> [DESCRIPTION OF THE TASK]:
Please reproduce the material from its start through the line that contains "left=165, top=4, right=256, bottom=258", both ends included, multiplying every bounding box coordinate by 2.5 and rounding to whole numbers with halves going up. Keep all other text unchanged, and leave the pictures out.

> [RECORDS FOR THE EXERCISE]:
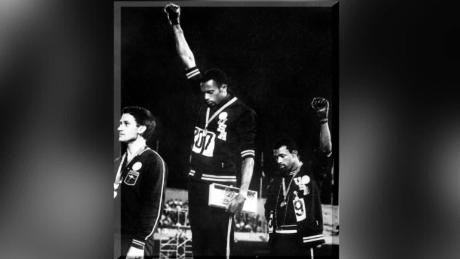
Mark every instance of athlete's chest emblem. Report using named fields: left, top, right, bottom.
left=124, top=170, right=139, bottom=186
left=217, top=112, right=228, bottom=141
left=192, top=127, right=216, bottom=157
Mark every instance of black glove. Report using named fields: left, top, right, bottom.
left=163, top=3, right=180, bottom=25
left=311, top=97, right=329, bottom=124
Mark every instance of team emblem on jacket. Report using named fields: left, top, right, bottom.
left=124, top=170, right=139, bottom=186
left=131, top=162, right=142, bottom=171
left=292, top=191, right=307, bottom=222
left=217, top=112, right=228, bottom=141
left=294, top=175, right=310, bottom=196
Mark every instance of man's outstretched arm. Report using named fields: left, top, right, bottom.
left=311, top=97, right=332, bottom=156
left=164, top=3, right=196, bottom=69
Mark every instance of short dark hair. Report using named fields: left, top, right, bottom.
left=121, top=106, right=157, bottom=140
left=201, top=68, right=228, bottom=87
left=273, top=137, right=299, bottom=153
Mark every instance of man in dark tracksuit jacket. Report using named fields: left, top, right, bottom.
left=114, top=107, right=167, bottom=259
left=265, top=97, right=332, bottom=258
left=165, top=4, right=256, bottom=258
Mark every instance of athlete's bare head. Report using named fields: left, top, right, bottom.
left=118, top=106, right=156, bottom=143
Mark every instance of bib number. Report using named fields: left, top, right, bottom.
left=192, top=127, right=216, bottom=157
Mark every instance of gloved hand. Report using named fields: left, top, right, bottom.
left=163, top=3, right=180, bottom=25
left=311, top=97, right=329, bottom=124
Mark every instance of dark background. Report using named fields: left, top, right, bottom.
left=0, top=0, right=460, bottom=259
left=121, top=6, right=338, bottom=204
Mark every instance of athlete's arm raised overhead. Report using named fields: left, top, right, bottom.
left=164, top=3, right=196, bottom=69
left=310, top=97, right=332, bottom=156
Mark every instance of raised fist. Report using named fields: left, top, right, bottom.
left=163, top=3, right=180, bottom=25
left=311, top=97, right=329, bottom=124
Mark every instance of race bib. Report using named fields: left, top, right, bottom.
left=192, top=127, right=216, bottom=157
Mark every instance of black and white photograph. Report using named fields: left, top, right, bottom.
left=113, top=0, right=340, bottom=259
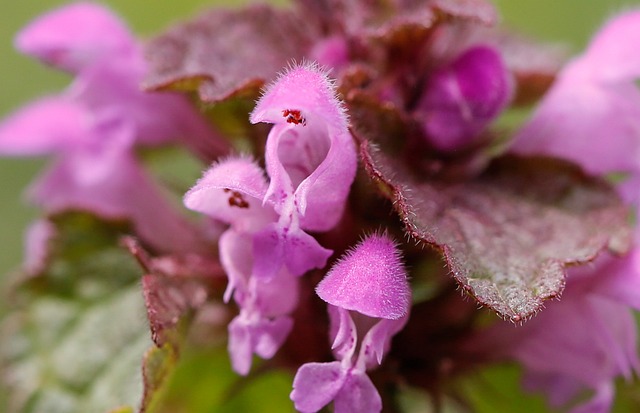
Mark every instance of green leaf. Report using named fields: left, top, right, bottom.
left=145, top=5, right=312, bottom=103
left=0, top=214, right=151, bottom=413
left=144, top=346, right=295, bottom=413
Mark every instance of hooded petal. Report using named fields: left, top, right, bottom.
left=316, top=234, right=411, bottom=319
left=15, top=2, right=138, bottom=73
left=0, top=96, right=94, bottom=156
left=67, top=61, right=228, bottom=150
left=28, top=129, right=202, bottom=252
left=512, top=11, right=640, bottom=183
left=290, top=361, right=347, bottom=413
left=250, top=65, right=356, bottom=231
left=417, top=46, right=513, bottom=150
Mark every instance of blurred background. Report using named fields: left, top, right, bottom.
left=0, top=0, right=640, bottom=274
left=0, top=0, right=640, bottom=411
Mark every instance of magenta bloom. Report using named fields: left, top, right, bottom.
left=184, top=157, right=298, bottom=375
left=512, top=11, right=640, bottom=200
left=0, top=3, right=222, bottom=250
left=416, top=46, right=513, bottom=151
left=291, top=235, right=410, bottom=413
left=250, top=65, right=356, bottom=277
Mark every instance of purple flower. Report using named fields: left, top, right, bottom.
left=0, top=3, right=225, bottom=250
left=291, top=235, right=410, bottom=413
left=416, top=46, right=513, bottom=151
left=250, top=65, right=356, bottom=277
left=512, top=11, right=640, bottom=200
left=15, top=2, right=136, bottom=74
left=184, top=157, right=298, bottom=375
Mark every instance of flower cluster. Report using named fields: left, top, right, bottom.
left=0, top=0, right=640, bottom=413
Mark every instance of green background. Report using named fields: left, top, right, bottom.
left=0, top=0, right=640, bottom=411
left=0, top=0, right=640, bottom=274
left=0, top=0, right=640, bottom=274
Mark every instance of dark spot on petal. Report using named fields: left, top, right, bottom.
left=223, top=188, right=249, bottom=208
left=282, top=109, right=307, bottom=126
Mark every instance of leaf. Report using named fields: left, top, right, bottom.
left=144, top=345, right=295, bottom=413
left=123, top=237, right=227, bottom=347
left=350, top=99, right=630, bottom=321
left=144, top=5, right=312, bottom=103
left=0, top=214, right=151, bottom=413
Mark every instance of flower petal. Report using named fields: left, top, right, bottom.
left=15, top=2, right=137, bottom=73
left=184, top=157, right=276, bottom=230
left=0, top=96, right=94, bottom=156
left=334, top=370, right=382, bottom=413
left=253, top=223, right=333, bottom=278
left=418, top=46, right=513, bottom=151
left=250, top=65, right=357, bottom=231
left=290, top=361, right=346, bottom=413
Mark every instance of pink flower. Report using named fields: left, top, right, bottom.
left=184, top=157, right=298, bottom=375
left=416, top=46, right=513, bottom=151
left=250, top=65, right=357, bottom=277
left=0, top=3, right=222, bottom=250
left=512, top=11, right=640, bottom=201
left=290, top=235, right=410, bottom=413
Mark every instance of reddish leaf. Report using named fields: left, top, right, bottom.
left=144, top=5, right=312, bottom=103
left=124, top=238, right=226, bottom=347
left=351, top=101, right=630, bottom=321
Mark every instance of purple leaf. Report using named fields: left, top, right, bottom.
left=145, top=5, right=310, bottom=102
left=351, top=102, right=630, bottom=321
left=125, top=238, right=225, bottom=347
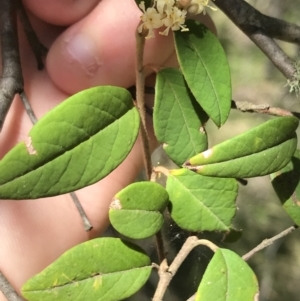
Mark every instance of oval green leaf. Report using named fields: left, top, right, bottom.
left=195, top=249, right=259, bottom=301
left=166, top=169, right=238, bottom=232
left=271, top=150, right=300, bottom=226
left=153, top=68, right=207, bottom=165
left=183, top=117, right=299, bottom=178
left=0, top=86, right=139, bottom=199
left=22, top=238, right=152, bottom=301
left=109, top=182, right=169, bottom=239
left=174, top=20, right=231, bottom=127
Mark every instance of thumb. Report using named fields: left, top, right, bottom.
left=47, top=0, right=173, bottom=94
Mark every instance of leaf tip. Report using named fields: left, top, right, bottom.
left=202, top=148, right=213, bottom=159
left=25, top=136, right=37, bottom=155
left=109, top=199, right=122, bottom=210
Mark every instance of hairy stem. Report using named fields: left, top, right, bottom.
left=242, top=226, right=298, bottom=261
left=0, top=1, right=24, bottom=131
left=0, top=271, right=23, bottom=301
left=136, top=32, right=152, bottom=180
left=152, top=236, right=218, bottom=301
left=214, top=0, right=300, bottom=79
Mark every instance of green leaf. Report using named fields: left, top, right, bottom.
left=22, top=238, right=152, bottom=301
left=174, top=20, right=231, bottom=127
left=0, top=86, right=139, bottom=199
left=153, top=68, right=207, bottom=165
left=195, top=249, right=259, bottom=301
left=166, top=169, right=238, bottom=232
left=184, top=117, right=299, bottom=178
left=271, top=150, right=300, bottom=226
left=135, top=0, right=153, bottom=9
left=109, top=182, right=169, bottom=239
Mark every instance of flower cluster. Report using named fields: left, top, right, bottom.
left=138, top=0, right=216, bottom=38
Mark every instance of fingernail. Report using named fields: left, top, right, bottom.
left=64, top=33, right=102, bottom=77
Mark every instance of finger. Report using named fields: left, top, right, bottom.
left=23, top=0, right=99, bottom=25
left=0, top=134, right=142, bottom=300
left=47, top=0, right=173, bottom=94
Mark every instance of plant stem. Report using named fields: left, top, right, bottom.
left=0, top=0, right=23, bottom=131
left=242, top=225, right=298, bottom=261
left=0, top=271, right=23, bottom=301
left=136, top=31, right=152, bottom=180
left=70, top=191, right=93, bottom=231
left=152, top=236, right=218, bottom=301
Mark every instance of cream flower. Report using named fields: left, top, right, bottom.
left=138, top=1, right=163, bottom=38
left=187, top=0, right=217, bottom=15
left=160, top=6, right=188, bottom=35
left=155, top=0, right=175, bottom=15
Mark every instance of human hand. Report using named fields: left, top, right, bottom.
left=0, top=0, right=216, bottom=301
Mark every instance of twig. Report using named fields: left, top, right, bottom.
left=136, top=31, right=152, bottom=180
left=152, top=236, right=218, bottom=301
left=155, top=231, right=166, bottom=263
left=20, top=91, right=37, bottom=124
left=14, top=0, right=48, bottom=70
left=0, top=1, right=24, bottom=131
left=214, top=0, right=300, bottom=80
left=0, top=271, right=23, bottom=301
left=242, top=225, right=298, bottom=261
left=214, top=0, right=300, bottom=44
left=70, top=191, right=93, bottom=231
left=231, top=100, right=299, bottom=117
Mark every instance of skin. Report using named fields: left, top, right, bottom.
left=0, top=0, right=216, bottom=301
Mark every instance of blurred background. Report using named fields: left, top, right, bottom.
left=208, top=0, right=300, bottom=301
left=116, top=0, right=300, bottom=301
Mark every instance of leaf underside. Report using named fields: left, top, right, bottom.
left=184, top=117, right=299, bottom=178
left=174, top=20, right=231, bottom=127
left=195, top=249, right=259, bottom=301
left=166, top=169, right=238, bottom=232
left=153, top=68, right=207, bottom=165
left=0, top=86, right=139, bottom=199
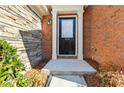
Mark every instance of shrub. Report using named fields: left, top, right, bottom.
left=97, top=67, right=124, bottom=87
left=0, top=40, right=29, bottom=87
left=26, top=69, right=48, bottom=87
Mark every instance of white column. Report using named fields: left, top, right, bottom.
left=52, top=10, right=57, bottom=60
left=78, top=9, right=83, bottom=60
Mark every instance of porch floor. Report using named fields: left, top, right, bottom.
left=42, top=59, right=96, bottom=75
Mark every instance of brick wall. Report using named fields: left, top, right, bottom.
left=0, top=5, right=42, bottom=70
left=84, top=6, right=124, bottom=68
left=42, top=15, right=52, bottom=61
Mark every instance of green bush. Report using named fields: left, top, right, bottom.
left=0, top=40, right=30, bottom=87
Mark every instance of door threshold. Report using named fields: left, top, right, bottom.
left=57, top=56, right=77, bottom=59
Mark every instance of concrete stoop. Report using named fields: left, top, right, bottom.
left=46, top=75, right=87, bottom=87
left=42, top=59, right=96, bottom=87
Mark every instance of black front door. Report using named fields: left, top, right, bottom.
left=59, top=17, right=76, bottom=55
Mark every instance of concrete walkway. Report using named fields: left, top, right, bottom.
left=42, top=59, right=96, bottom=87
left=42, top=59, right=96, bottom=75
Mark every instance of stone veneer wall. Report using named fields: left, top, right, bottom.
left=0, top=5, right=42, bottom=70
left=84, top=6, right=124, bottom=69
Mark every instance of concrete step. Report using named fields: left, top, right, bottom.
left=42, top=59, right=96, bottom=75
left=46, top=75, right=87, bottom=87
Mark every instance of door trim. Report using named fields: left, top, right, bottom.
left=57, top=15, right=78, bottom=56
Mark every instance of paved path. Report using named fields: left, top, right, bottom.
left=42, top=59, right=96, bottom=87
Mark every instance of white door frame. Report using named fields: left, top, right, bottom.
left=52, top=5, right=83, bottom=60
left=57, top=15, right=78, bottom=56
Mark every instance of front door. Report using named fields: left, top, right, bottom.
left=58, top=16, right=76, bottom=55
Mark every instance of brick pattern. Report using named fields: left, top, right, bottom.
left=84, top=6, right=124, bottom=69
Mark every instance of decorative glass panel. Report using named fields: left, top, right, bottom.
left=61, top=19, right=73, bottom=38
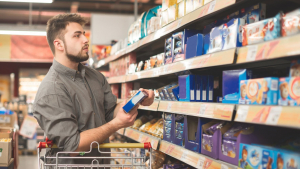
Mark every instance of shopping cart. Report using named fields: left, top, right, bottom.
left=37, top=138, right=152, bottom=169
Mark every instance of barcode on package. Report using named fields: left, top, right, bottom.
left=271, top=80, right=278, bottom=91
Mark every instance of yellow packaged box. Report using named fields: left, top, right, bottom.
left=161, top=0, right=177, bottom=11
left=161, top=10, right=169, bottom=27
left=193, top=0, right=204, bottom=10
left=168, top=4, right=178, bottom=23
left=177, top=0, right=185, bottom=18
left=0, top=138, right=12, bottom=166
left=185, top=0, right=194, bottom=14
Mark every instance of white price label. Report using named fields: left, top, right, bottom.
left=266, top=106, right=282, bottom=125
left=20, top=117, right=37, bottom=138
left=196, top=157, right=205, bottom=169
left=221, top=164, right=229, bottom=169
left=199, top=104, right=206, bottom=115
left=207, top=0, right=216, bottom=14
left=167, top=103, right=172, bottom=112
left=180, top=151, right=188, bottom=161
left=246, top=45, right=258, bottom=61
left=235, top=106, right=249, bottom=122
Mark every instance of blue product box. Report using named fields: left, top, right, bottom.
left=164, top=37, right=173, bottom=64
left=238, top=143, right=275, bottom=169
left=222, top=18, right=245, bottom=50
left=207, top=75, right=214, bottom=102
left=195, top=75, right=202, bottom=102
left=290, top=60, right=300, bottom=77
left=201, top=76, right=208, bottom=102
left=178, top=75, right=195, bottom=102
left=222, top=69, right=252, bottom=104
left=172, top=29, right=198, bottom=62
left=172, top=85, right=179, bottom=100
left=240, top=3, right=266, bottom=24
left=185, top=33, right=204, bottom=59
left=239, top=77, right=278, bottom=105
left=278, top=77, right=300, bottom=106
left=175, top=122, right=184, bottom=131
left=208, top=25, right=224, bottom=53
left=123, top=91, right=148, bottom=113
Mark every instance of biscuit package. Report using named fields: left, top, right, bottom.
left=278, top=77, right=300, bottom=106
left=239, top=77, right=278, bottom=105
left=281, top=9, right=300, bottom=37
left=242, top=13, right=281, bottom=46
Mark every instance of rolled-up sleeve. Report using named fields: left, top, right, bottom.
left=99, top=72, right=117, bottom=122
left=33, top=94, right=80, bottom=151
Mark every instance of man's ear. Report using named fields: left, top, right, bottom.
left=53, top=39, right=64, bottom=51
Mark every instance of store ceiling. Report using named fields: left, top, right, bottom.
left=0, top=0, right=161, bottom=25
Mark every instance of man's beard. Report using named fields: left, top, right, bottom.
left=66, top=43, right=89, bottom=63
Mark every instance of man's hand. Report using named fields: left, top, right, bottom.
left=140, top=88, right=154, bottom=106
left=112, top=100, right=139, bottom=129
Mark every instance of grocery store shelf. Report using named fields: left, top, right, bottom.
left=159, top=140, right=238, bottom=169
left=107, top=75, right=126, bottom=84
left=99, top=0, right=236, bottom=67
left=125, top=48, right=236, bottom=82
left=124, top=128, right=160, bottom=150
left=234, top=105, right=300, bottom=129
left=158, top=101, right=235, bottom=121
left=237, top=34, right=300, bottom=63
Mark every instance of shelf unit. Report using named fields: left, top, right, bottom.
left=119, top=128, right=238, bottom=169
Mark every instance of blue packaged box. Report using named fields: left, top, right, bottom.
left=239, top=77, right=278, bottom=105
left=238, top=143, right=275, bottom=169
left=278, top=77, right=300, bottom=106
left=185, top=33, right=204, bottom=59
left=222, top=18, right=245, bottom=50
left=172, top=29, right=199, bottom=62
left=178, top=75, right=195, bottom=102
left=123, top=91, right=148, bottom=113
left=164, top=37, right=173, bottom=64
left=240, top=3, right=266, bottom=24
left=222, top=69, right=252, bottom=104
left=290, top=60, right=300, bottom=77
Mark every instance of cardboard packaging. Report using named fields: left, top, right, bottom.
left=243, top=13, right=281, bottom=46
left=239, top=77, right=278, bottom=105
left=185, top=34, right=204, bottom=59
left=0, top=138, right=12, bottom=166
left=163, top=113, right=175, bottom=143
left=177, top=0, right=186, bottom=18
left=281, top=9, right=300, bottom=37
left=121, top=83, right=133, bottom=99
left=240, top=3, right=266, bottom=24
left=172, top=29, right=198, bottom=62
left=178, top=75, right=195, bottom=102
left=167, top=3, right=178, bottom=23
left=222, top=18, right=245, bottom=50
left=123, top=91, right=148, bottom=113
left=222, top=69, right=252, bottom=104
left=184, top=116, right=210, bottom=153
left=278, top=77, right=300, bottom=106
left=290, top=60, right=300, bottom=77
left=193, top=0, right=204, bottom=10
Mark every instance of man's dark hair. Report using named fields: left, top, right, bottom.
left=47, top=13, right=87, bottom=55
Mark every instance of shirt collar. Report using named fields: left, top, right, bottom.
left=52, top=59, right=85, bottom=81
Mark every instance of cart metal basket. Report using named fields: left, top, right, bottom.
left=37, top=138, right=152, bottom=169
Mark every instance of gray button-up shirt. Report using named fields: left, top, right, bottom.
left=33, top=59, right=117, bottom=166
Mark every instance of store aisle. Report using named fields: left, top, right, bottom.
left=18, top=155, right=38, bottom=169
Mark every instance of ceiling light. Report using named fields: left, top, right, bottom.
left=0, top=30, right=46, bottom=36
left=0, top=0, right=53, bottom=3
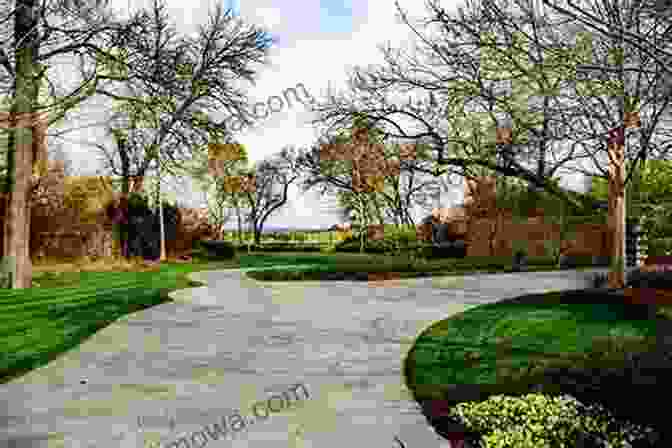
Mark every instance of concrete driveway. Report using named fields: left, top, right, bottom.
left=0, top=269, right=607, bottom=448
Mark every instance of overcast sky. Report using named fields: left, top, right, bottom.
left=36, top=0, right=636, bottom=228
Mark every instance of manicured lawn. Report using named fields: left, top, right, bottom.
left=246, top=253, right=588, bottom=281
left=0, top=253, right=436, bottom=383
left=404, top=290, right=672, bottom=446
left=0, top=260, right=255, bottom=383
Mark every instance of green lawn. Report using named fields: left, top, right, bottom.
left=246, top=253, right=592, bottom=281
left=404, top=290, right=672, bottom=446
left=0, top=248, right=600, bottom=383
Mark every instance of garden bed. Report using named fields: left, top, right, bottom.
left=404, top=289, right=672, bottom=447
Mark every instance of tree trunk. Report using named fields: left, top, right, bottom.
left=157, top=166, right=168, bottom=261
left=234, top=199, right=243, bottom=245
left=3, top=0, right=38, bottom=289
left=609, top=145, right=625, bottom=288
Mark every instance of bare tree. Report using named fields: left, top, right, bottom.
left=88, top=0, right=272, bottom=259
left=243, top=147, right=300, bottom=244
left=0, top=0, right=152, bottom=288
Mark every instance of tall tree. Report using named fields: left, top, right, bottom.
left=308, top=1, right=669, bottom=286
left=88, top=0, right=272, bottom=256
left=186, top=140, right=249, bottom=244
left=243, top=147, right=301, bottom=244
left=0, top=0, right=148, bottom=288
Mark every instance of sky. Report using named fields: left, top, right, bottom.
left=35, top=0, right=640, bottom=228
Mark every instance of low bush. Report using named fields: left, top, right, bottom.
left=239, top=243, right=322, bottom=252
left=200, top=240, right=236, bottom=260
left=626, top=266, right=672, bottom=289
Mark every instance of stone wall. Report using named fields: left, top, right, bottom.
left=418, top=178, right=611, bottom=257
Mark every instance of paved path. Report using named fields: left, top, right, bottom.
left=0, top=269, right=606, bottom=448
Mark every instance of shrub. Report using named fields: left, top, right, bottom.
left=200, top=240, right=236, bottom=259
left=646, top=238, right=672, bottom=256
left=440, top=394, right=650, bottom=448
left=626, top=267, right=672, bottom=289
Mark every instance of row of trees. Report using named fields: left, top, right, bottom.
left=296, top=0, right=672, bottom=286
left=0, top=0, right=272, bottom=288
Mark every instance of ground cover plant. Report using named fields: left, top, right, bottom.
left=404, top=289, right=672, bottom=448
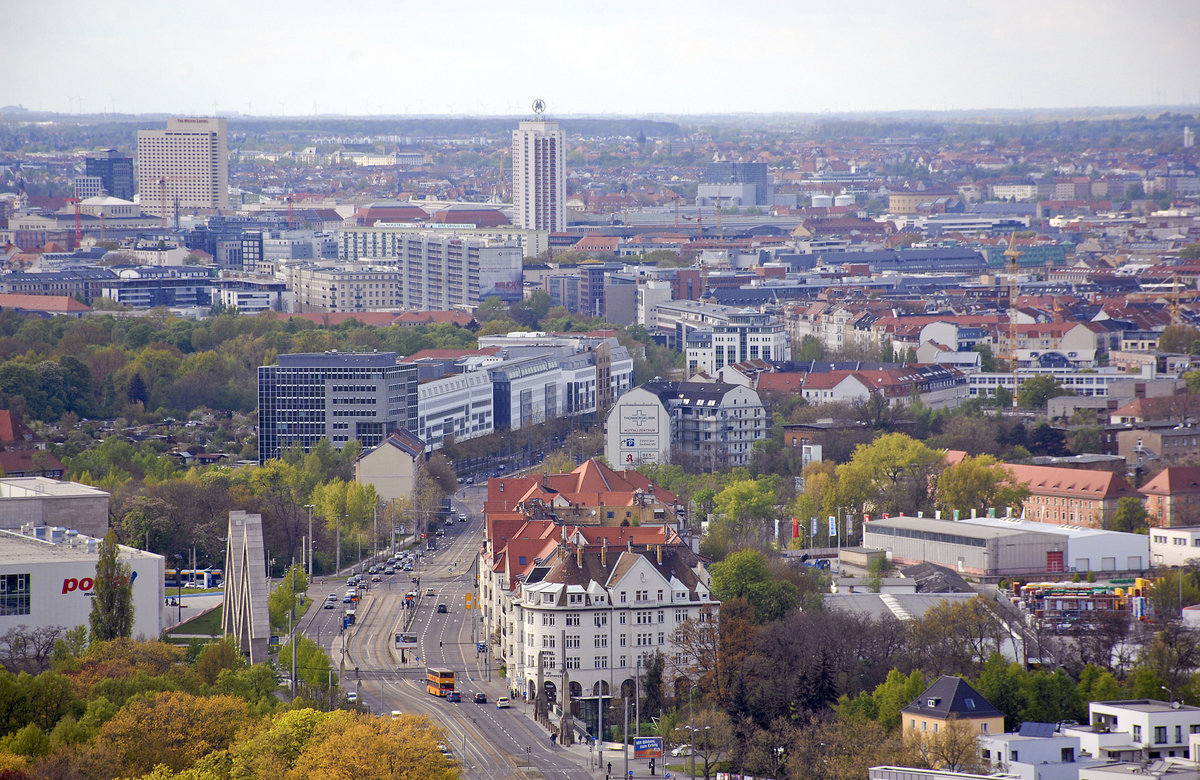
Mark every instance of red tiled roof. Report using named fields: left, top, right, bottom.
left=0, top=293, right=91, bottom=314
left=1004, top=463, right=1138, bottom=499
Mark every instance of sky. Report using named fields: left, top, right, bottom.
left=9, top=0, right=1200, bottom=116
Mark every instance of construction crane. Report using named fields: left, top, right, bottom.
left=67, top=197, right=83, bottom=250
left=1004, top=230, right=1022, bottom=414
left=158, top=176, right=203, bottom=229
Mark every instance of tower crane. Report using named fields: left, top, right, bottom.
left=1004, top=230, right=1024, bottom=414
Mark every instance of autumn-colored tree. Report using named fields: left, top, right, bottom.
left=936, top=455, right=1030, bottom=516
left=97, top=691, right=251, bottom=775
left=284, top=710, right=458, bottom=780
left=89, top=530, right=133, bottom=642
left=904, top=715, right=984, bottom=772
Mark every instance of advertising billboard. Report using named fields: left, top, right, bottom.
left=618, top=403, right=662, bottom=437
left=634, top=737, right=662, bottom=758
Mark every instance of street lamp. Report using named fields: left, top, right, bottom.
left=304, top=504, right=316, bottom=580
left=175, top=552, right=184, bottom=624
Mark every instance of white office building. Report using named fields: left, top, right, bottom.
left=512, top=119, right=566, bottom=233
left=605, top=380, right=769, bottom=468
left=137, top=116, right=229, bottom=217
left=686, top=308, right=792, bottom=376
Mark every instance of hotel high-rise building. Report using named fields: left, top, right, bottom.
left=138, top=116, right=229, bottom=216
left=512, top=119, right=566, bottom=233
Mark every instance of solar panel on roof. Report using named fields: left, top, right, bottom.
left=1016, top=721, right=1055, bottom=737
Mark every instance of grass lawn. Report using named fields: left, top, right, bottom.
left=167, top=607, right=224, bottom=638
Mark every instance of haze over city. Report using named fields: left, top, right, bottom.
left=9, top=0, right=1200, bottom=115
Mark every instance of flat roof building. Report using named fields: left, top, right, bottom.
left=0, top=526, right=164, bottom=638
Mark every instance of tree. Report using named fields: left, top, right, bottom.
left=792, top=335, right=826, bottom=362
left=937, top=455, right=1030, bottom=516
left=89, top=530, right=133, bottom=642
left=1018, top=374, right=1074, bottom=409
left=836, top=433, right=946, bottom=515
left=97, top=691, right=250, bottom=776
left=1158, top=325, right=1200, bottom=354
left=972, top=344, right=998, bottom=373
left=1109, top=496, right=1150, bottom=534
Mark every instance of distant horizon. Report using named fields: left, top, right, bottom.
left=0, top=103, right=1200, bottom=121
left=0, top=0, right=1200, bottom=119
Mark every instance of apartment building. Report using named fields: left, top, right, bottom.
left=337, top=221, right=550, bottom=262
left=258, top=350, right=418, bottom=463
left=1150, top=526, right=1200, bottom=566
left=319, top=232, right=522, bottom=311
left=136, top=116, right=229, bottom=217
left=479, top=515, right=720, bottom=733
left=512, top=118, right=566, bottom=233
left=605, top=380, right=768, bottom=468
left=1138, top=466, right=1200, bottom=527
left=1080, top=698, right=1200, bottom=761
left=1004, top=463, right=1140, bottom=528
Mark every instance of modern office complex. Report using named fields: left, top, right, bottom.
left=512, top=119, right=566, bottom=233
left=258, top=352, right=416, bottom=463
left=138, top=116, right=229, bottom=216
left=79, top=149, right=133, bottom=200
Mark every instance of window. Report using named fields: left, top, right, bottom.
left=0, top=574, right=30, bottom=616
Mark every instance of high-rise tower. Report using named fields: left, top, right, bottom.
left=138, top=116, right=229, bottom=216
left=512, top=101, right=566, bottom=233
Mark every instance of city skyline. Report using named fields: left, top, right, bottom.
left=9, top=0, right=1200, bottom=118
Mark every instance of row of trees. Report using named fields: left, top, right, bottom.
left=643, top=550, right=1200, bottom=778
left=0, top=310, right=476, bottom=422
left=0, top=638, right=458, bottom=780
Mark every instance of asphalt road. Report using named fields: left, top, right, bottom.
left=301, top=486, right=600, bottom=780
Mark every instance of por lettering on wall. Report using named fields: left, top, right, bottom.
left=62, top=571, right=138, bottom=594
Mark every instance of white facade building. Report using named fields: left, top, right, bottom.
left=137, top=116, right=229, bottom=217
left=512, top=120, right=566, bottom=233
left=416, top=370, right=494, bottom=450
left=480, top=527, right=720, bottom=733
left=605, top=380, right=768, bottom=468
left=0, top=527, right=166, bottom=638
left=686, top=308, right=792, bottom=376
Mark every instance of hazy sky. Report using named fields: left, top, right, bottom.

> [EXERCISE ANSWER]:
Mark every instance of athlete's chest emblem. Report using named fields: left, top, right, bottom.
left=310, top=425, right=348, bottom=465
left=543, top=280, right=570, bottom=353
left=480, top=318, right=540, bottom=393
Mark every instance of black glove. Report using named fields: left, top, right, bottom.
left=408, top=8, right=450, bottom=63
left=778, top=243, right=823, bottom=310
Mark every instance of team emblem on jacket. Report using named fields: left, top, right, bottom.
left=310, top=425, right=348, bottom=465
left=328, top=405, right=355, bottom=428
left=730, top=478, right=768, bottom=555
left=543, top=280, right=570, bottom=353
left=735, top=438, right=775, bottom=490
Mark every instance of man's outstretched arm. Report using named fields: left, top, right, bottom.
left=778, top=243, right=830, bottom=390
left=410, top=8, right=490, bottom=173
Mark every instance of short dark hair. Report using named fields: left, top, right, bottom.
left=303, top=265, right=393, bottom=350
left=503, top=170, right=570, bottom=218
left=683, top=343, right=748, bottom=383
Mark every instance of man in dark tracksuit jacket. Report using named fields: left, top, right, bottom.
left=285, top=268, right=418, bottom=648
left=663, top=243, right=830, bottom=645
left=413, top=10, right=640, bottom=645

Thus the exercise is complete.